- [GIVEN TEXT]:
---

It would be cool to run SOTA models on my own hardware but I can't. Hence, the subscription.
Lately though the RAM crisis is continuing and making things like this more unfeasible. But you can still use a lot of smaller models for coding and testing tasks.
Planning tasks I'd use a cloud hosted one, for now, because gemma4 isn't there yet and because the GPU prices are still quite insane.
The cool and fun part is that with ollama and vllm you can just build your own agentic environment IDE, give it the tools you like, and make the workflow however you like. And it isn't even that hard to do, it just needs a lot of tweaking and prompt fiddling.
And on top of that: Use kiwix to selfhost Wikipedia, stackoverflow and devdocs. Give the LLM a tool to use the search and read the pages, and your productivity is skyrocketing pretty quickly. No need anymore to have internet, and a cheap Intel NUC is good enough for self-hosting a lot of containers already.
Source: I am building my own offline agentic environment for Golang [1] which is pretty experimental but sometimes it's also working.
Maybe in 5 years we'll have an open weights model that is in the "good enough" category that I can run on a RTX 9000 for 15k dollars or whatever.
It's why we pay stupid amounts for takeout when it's a button away, it's why we accept the issues that come with online dating rather than breaking the ice outside, it's why there's been decades scams that claim to get you abs without effort...
LLMs are the ultimate friction removal. They can remove gaps or mechanical work that regular programming can, but more importantly they can think for you.

---

- [ENTRIES SUPPLIED]:

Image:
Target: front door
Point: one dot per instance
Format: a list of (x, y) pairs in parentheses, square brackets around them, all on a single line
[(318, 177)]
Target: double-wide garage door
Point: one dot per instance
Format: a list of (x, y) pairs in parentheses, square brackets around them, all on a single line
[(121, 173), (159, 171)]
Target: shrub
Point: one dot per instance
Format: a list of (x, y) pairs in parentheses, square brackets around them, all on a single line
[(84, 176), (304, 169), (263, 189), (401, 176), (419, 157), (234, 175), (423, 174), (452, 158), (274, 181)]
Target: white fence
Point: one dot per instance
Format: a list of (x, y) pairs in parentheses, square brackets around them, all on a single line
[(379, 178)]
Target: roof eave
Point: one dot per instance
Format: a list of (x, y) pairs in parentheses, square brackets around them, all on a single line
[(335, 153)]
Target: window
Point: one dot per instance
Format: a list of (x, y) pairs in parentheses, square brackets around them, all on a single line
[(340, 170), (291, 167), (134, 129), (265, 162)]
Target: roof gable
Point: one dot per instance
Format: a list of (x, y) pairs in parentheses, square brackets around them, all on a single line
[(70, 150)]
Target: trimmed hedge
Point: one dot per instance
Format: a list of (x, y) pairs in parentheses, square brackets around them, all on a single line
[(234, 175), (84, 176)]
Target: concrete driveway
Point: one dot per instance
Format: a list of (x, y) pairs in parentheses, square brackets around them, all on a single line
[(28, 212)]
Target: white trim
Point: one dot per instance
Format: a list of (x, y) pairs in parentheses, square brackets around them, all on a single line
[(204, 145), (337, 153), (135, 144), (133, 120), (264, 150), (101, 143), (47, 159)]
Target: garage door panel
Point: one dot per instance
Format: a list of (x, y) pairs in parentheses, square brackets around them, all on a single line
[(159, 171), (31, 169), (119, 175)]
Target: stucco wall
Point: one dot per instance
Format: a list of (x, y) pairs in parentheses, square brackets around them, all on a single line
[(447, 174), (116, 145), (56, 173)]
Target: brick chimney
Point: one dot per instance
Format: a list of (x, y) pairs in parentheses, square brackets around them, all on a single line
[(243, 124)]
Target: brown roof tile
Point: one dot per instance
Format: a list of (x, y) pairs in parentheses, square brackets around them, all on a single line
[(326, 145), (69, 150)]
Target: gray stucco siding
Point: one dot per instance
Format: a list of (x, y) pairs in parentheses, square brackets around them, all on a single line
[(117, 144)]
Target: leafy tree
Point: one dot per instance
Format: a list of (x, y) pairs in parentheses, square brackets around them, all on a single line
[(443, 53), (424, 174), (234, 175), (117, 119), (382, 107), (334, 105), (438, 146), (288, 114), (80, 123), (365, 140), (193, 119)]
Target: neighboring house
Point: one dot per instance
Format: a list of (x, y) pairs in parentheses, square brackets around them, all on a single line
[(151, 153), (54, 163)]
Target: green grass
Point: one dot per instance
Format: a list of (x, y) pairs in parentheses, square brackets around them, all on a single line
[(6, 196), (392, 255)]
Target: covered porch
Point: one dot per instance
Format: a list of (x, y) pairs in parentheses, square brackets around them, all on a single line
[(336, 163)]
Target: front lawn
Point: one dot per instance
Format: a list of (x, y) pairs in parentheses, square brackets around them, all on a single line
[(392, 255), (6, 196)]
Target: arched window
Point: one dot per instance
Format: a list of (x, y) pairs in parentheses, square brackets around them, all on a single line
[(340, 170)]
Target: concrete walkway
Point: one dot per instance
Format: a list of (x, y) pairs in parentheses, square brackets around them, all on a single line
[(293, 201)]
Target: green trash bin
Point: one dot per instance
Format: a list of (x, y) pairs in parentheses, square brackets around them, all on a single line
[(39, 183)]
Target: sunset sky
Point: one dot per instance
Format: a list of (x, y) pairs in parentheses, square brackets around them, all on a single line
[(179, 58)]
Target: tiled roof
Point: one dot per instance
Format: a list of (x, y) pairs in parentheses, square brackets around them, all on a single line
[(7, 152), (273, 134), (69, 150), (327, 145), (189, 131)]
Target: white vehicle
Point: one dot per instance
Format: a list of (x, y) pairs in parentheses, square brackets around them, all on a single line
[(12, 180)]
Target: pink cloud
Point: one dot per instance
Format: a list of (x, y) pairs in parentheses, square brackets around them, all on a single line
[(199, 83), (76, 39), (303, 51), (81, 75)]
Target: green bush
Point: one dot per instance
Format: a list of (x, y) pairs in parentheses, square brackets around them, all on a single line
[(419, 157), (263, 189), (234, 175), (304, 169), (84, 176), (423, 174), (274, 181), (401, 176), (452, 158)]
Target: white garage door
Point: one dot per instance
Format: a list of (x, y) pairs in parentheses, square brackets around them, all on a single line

---

- [WHAT TO PRODUCE]:
Write the next few sentences of the comment above about running language models on your own hardware, picking up after its final sentence.

- [OUTPUT FOR THIS EXERCISE]:
I'm convinced this human pattern is as dangerous as addiction. But it's so much harder to fight against, because who's going to be in favor of doing things with more effort rather than less? The whole point of capitalism is supposed to be that it rewards efficiency.
At my workplace we have been sticking with older versions, and now stick to the stable release channel.
I’ve been toying around at home with it and I’ve been fine with its output mostly (in a Java project ofc), but I’ve run into a few consistent problems
- The thing always trips up validating its work. It consistently tries to use powershell in a WSL environment I don’t have it installed in. It also seems to struggle with relative/absolute paths when running commands.
- Pricing makes no sense to me, but Jetbrains offering seems to have its own layer of abstraction in “credits” that just seem so opaque.
Then again, I mostly use this stuff for implementing tedious utilities/features. I’m not doing entity agent written and still do a lot of hand tweaks to code, because it’s still faster to just do it myself sometimes. Mostly all from all from the IDE still.
We'll see AI chat replace Google, we'll see companies adopting AI in high-value areas, and we'll see local models like Gemma 4 get used heavily.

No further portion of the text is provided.